Agricultural Insurance Loss Clustering Example: Water Scarcity Damage Causes

Declaring commodity, year, unit, and damage cause grouping

Unit options include: Lossperacre, Lossperclaim, Loss, Acres

Clustering data setup

#agloss_supervised.R
#creates a map of an unsupervised model of damage cause by county,
#for a select year, commodity, and unit.
#
#unit examples:
#
#Loss
#Lossperacre
#Lossperclaim
#
#Example:
#
#damagetype options: waterscarcity OR waterexcess
#agloss_unsupervised(2014, WHEAT, Lossperacres, waterscarcity)

  #access data from nextcloud
  #damage <- fread("https://nextcloud.sesync.org/index.php/s/W5kztdb5ZkxRptT/download", header = TRUE)
  
  #access data from local UI server
  #damage <- read.csv("/dmine/code/git/dmine-clustering/damage.csv")
  #damage <- damage[,3:13]
   
  
  #access data from google drive
  id <- "1RxLEi0DiwMZFIw5CSBaEFjlLG67bKyLV" # google file ID
  damage <- fread(sprintf("https://docs.google.com/uc?id=%s&export=download", id), header = TRUE)
  damage <- damage[,2:12]
  
  #access data from local sesync server
  #setwd("/nfs/soilsesfeedback-data/data/RMA/")
  #damage <- read.csv("RMA_damage_combined.csv", strip.white=TRUE)
  
  #used for data from cloud
  #colnames(damage) <- c("ID", "Year", "State", "County", "Commodity", "Damagecause", "Loss", "Count", "Acres", "Lossperacre", "Lossperclaim", "Acresperclaim")
  #damage$State <- state.name[match(damage$State,state.abb)]
  
  colnames(damage) <- c("Year", "State", "County", "Commodity", "Damagecause", "Loss", "Count", "Acres", "Lossperacre", "Lossperclaim", "Acresperclaim")
  damage$State <- state.name[match(damage$State,state.abb)]
  
  
  library(reshape2) ; damage_loss <- dcast(damage, State + County + Year + Commodity ~ Damagecause, value.var = c(units), sum)
## 
## Attaching package: 'reshape2'
## The following objects are masked from 'package:data.table':
## 
##     dcast, melt
  damage_loss <- subset(damage_loss, Commodity == crops)
  damage_loss <- subset(damage_loss, Year == years)
  
  #select only damage causes that are associates with Water Scarcity
  damage_loss <- subset(damage_loss, select= waterscarcity)

### Set exercise A
Check each statement against the water scarcity clustering example and answer yes or no, quoting the words from it that settle the matter. (i) Acres is one of the unit options. (ii) The damagetype options are waterscarcity or drought. (iii) The script's header comment says it creates a map of damage cause by county.
### Set exercise B
Using the comment in the water scarcity clustering example, explain what the final subset step with select= waterscarcity is meant to do.

[Source records]

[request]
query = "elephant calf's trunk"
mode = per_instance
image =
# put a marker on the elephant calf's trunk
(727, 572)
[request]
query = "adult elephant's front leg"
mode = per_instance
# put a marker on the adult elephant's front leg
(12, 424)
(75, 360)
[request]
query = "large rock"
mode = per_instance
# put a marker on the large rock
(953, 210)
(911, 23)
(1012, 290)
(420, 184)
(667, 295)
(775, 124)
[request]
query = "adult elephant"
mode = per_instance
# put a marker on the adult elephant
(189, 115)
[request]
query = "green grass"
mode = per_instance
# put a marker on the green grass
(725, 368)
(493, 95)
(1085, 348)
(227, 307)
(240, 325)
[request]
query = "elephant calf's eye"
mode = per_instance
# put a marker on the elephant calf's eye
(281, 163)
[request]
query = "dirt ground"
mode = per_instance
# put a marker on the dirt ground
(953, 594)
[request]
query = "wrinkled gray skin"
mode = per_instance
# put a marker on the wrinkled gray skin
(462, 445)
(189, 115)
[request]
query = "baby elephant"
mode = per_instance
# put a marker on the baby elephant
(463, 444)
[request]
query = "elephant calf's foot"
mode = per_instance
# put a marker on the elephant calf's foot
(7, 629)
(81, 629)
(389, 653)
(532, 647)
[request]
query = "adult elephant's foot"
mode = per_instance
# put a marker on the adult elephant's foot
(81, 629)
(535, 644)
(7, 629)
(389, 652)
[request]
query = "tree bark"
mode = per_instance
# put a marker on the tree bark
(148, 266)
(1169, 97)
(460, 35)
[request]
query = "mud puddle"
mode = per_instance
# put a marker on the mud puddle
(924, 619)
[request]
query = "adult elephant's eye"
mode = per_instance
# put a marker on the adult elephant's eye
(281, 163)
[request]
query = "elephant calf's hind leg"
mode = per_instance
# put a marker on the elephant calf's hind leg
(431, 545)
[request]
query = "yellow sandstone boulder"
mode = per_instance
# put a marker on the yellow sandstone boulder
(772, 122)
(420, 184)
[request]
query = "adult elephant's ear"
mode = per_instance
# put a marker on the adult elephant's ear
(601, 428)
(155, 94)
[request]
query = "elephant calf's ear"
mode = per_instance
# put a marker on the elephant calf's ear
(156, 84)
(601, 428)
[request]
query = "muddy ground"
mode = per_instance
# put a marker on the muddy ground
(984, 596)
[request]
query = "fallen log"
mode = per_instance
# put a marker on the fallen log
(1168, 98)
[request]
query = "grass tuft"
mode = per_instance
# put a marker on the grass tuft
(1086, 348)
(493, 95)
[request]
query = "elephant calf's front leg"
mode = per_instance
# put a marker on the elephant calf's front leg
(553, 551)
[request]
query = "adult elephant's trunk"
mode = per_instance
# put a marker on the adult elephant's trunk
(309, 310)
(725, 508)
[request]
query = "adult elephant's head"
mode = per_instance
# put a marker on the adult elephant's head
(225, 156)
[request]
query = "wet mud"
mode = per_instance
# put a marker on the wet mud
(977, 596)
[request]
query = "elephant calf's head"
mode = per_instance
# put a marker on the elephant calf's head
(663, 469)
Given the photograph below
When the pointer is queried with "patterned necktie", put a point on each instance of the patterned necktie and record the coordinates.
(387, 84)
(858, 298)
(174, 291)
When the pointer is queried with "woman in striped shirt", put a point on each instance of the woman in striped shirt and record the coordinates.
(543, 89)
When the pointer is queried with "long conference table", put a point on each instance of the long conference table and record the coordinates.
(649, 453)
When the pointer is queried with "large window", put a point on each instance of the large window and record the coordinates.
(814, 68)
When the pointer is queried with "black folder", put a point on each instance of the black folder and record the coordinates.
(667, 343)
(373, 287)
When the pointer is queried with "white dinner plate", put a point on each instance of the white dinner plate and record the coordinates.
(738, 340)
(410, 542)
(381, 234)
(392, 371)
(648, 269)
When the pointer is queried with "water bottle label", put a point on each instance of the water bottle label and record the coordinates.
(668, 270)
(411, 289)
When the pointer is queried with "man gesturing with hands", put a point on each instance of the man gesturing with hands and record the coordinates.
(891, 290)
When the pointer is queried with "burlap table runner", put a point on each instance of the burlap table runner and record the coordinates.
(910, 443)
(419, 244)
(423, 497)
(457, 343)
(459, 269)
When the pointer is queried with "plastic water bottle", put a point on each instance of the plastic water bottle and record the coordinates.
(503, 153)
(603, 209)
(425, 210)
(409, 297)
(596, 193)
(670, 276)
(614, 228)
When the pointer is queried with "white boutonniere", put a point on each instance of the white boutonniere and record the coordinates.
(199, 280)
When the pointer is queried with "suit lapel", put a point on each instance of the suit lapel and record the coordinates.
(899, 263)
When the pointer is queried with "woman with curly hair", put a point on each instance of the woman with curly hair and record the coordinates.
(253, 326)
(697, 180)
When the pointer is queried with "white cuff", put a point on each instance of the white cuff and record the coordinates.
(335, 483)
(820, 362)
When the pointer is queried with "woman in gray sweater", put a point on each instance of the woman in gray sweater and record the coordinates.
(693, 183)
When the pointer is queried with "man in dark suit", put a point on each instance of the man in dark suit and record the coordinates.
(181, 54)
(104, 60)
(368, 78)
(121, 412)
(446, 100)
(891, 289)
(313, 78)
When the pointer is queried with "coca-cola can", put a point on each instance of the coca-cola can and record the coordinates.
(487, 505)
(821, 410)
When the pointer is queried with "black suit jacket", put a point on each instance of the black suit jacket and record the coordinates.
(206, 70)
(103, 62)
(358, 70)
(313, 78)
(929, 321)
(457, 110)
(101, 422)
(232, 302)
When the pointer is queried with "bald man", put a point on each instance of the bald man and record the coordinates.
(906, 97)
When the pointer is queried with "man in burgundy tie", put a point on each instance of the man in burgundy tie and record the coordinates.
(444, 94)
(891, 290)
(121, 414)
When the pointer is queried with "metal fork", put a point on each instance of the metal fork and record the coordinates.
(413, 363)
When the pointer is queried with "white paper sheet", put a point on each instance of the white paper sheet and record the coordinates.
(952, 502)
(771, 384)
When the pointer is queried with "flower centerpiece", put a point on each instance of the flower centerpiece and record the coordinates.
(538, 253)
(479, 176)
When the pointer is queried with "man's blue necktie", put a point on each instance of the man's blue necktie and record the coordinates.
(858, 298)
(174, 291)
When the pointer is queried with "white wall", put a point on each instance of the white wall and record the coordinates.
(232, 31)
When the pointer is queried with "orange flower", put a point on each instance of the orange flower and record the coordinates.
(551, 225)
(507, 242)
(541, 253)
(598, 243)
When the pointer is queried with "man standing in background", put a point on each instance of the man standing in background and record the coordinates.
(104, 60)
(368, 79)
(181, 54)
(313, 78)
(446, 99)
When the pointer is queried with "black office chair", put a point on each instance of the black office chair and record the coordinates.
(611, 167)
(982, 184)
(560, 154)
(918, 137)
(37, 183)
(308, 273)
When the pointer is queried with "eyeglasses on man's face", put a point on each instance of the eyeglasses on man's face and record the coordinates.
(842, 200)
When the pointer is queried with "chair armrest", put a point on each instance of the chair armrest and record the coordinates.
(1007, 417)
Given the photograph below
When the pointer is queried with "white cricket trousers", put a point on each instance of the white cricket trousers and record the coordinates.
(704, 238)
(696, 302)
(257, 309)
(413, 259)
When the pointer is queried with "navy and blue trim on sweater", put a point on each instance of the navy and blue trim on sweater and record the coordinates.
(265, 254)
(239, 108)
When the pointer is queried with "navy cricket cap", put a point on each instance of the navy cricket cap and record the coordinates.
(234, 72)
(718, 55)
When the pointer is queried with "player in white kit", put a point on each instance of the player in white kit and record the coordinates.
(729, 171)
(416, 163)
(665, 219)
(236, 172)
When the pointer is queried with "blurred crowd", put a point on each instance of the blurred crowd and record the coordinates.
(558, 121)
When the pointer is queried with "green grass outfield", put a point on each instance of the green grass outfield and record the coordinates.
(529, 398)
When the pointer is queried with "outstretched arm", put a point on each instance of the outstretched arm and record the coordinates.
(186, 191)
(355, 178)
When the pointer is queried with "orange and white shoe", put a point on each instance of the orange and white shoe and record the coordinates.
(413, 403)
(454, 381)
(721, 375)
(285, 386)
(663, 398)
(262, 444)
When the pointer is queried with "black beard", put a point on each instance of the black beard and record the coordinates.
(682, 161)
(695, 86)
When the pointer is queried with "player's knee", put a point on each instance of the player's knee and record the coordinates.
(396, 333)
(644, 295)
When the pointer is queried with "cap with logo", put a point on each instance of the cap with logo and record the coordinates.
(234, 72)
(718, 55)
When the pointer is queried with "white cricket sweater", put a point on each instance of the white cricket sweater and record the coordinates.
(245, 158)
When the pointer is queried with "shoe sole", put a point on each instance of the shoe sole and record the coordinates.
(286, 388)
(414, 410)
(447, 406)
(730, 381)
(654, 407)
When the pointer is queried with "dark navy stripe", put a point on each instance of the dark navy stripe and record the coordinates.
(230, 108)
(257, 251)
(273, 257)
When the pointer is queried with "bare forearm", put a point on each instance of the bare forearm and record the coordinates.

### Problem solution A
(i) Yes: "Unit options include: Lossperacre, Lossperclaim, Loss, Acres"
(ii) No: "#damagetype options: waterscarcity OR waterexcess"
(iii) Yes: "#creates a map of an unsupervised model of damage cause by county,"

### Problem solution B
That step reduces the table to the damage causes associated with water scarcity. The comment above it says it is there to "select only damage causes that are associates with Water Scarcity."